Casa da Música in Porto (opened 2005), designed by Dutch architect Rem Koolhaas is filled with natural light – from outside- through glass walls. There is natural light in the actual auditorium- not just in the foyers. The concert space is bathed in sheets of light. Presumably at night, artificial lighting is required but during the day, natural light illuminates the venue.

Light was part of the design brief. Porto –a port city – is by the sea and the idea was for the building to reflect the notion of a sea view: “beau vista”. (Or Boavista- Portuguese – “good view”). In brief: Two glass walls. Acoustic diffusing devices used to anchor sound. Double layered glass. Glass is curved to heighten acoustics. Upholstery on seats has been designed to absorb sound. Diverse building vocabulary- mash-up up of materials – copper in lifts, aluminum steps in concert hall (insulated with rubber), concrete, ceramic tiles.

▶ [Dataset records]
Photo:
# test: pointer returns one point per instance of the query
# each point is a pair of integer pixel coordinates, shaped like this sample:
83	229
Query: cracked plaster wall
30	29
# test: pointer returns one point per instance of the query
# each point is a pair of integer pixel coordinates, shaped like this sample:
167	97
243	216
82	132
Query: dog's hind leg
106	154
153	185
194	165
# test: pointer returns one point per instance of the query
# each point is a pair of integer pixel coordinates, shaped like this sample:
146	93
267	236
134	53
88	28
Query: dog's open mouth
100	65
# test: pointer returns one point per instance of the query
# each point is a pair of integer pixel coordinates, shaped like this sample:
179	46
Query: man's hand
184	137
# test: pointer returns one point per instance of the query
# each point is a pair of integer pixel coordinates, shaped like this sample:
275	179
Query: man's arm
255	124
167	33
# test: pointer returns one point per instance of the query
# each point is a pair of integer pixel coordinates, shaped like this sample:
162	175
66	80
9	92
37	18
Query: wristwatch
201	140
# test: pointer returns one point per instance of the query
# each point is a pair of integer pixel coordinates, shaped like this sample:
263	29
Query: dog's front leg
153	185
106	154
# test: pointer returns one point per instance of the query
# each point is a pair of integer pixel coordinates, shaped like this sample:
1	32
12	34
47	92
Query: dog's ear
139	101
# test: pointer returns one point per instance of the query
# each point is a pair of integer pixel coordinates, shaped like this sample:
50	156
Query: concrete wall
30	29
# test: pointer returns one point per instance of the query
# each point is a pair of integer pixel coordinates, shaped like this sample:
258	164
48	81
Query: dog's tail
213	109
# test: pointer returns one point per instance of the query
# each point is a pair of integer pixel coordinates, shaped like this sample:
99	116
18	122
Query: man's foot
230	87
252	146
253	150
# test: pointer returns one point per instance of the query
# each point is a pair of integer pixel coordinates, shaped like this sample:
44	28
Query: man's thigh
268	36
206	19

▶ [What is expected] According to the Casa da Música passage, what material was used in the building's lifts? Answer using only the passage about Casa da Música, not the lines.

▶ [Written answer] Copper.